● SHORT TASK
In the data below, find the line containing "wearing white prayer"; reproduce that line and all subsequent lines exactly, and nothing else.

● INFORMATION SUPPLIED
######

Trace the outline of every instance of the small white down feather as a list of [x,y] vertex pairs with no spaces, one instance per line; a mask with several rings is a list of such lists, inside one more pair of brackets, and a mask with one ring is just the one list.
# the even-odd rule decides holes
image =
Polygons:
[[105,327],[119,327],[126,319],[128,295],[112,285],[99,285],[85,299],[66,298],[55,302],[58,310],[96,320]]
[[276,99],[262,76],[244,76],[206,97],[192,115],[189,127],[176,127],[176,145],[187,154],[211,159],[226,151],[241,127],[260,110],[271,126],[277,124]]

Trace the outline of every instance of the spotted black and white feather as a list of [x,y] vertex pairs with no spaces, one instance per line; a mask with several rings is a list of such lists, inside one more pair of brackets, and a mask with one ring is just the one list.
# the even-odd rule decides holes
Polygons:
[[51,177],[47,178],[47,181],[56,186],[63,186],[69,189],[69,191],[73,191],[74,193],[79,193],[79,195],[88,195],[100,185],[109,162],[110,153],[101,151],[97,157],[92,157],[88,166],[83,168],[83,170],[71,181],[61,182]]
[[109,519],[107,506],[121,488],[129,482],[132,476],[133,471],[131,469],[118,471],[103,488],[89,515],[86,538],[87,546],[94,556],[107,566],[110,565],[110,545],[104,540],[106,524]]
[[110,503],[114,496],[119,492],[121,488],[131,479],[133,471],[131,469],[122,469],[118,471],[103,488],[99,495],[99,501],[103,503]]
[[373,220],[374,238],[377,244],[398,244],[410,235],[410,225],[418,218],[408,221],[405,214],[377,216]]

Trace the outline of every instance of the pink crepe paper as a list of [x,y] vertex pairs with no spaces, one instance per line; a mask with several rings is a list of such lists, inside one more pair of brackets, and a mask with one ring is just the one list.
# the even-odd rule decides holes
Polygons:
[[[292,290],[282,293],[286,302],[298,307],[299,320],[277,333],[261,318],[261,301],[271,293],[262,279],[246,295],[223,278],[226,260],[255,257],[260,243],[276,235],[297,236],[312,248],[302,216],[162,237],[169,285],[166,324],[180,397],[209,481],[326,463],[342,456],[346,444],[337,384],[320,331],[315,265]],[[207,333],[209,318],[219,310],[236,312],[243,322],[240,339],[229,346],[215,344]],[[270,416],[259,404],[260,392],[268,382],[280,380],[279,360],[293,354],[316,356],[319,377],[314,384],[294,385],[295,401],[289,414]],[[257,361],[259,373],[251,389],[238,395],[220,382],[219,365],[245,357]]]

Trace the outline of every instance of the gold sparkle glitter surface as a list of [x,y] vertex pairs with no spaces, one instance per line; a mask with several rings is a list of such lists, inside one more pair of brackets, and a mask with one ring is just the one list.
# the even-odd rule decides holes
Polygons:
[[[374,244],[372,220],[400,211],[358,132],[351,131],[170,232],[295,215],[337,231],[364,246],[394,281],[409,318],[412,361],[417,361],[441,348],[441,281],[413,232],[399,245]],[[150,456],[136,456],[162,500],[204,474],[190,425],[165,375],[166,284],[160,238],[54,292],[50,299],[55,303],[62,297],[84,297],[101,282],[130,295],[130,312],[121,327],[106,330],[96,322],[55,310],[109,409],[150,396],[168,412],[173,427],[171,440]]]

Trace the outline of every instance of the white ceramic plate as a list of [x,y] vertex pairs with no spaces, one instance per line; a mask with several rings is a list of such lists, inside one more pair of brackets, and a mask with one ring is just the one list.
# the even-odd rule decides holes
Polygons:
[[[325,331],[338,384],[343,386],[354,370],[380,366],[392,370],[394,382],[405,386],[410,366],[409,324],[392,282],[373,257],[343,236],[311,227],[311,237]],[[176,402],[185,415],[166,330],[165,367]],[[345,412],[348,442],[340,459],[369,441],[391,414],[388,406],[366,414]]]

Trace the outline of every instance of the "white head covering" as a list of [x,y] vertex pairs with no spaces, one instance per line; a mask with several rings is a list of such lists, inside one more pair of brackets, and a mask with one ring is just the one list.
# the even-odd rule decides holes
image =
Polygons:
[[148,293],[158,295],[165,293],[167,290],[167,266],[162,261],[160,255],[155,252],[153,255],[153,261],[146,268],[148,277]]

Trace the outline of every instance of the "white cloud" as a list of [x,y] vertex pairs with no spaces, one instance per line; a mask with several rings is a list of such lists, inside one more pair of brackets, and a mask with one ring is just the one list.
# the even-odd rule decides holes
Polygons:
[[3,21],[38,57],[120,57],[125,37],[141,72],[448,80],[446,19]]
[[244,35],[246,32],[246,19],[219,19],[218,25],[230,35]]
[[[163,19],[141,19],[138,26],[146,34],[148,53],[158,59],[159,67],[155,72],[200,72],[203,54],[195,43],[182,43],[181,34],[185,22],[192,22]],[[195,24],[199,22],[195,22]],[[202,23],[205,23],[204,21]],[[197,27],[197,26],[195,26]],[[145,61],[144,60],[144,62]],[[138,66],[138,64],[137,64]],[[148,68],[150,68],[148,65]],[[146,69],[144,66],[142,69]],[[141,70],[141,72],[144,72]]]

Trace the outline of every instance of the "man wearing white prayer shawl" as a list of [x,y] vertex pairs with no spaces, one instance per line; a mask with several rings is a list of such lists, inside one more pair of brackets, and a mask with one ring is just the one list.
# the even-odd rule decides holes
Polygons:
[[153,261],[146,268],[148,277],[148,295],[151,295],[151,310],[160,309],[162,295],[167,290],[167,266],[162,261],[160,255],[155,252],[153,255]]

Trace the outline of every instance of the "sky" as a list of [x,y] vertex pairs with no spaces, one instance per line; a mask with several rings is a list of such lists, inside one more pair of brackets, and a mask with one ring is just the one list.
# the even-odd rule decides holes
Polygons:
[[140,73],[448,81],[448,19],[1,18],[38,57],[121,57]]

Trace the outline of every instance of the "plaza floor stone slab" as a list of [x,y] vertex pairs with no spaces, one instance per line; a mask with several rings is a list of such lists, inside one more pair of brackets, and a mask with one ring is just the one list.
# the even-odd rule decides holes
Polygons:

######

● TASK ANSWER
Trace the outline of every instance of the "man wearing white prayer shawl" as a list of [x,y] vertex pairs with no spaces, one instance per line; a mask with several rings is a list of such lists, inside one more pair of brackets, and a mask with one ring is just the one list.
# the even-odd rule decides holes
Polygons:
[[153,261],[146,268],[148,277],[148,295],[151,295],[151,310],[160,309],[162,295],[167,290],[167,266],[162,261],[160,255],[155,252],[153,255]]

Trace the outline of every instance of the "sky" as a list of [x,y] vertex pairs with no spaces, one instance per line; a mask with several rings is a list of such lists, inside one more pair of brackets, and a mask with one ring is just the one list.
# the even-odd rule decides holes
Polygons:
[[140,73],[448,81],[448,19],[1,18],[38,57],[121,57]]

Trace the outline of every instance of the "plaza floor stone slab" as a list of [x,y] vertex pairs with no spaces, one instance per line; a mask with several rings is a list of such lists, inside one more pair of brackets, and a mask with one ring is just the one list.
# the even-odd rule decides holes
Polygons:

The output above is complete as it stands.